Fall is for Planting
As our volunteer teams gear up for our annual Fall Plant Sale (September 14-15 at the Gardens), discover why experts believe that fall is an ideal time to plant trees, shrubs—and so much more.
By Brooke McMinn
Fall is hands down the best time to plant most things in the garden. Here’s why: Cooler weather means fewer pests to injure new plantings. It also means less water lost to evaporation, so irrigation needs are lower, which, in addition to saving money on the water bill, also reduces stress to plants. Of course, gardening in cooler temps is also much more comfortable for the gardener!
So, what are some good things to plant in fall? The choices are vast. Fall annuals, spring-blooming bulbs, herbaceous perennials, cool-season vegetables, hardy herbs, vines, shrubs and trees, trees, and more trees! Just as important as what to plant is how and where to plant it.
◆ ◆ ◆
Description of the task — Carry the fall planting article forward, picking up right after its final sentence. The rows have no connection to the fall planting article.

Data records —
◆ ◆ ◆
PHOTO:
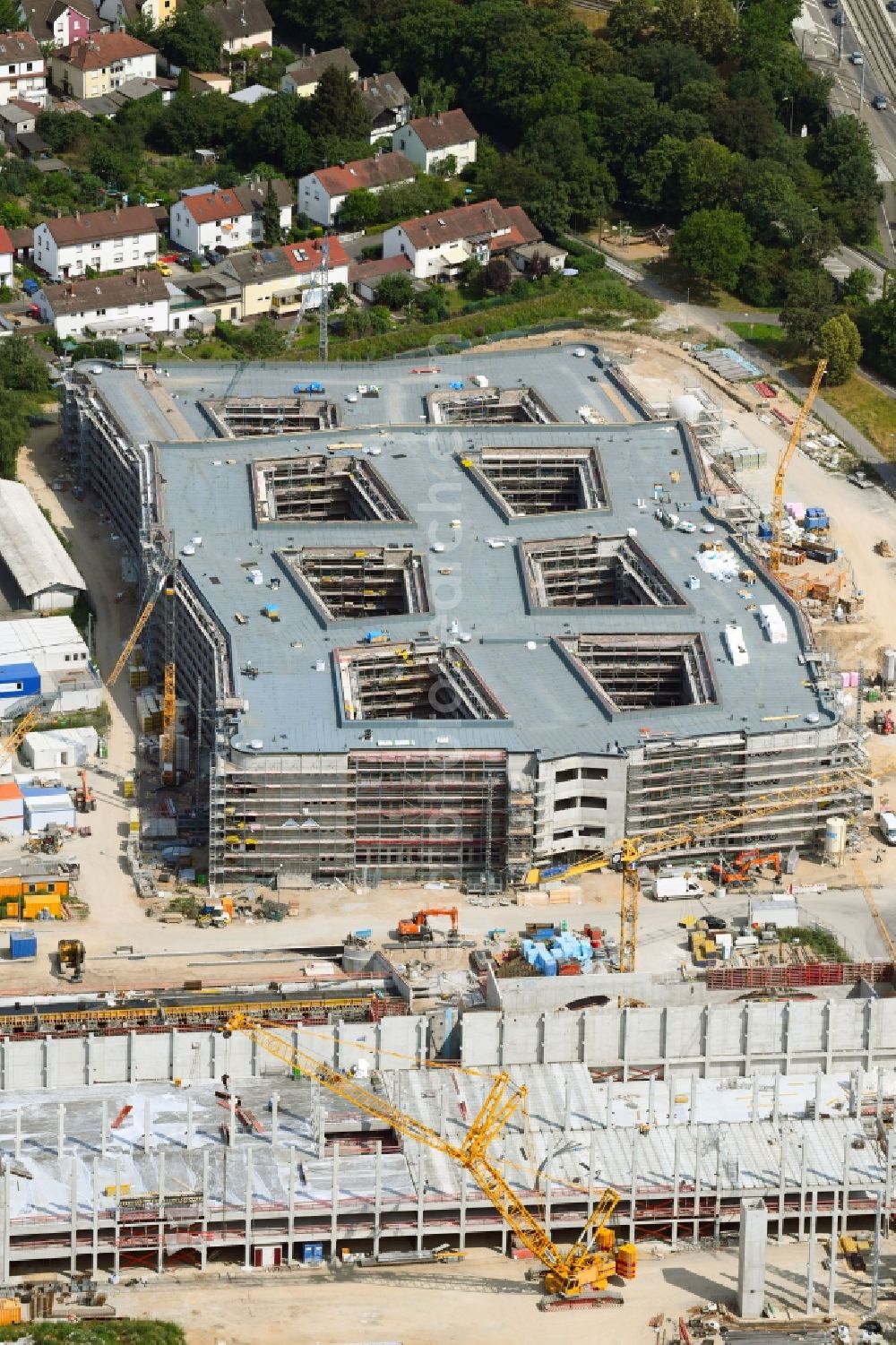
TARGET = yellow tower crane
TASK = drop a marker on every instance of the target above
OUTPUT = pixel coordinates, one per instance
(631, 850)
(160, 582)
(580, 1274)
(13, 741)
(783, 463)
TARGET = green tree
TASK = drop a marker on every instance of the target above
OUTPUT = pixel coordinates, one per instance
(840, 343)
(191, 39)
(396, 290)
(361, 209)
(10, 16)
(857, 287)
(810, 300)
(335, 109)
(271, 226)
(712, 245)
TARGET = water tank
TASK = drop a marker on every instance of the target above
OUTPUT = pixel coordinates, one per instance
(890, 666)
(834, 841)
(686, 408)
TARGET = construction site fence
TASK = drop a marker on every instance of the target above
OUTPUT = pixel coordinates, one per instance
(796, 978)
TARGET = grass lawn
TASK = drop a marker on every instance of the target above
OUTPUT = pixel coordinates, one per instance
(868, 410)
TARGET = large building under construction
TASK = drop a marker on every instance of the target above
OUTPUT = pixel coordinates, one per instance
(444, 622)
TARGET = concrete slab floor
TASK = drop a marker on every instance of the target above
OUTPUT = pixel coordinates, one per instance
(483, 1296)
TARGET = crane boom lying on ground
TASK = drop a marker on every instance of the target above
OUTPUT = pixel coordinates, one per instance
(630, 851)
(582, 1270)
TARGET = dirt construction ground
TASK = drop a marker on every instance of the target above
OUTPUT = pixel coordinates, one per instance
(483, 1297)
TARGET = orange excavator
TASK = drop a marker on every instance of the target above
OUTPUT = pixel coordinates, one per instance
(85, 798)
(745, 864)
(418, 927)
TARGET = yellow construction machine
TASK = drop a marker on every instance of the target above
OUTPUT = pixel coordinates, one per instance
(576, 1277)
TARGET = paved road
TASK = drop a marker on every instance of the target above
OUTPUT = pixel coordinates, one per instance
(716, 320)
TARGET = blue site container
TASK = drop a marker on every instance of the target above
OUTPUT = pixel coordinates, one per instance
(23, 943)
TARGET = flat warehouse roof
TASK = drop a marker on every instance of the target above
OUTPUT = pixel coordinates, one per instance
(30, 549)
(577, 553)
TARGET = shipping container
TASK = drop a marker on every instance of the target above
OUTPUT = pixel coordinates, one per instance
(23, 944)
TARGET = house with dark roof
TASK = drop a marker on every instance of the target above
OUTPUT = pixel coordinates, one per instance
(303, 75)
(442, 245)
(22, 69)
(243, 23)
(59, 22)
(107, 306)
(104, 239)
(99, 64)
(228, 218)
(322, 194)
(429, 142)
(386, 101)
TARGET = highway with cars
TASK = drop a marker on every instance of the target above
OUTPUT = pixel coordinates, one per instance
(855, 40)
◆ ◆ ◆
Response —
Coming up with a plan prior to selecting plants is the best thing you can do to help ensure the long-term success of your garden. Investing time and money without first consulting reliable references for information about plants, culture, and insects is likely to result in a waste of both. The first step in developing your plan should be to test your soil. A great resource is Auburn University's Soil Testing Laboratory, which tests for pH, phosphorus, potassium, magnesium, and calcium. Simply pick up soil sample boxes and forms at the Alabama Cooperative Extension System offices at Birmingham Botanical Gardens, and mail them to the laboratory. Cost is $7/sample. Be sure to carefully follow the recommendations and remember that more does not equal better. Soil test results are like a prescription for healthy soil, and healthy soil is the best thing you can give plants. A separate test should be done for each distinct garden area every few years. In addition to any fertilizers or other amendments suggested by a soil test, fall is a great time to add organic matter such as ripened manure, compost or rotted leaves. Adding organic matter to soil will help to increase soil aeration, water retention and microorganism activity, all stuff your plants will like. Your soil test may also help inform your plant selections.
So, what are some good things to plant in fall? The choices are vast. Fall annuals, spring-blooming bulbs, herbaceous perennials, cool-season vegetables, hardy herbs,
vines, shrubs and trees, trees, and more trees!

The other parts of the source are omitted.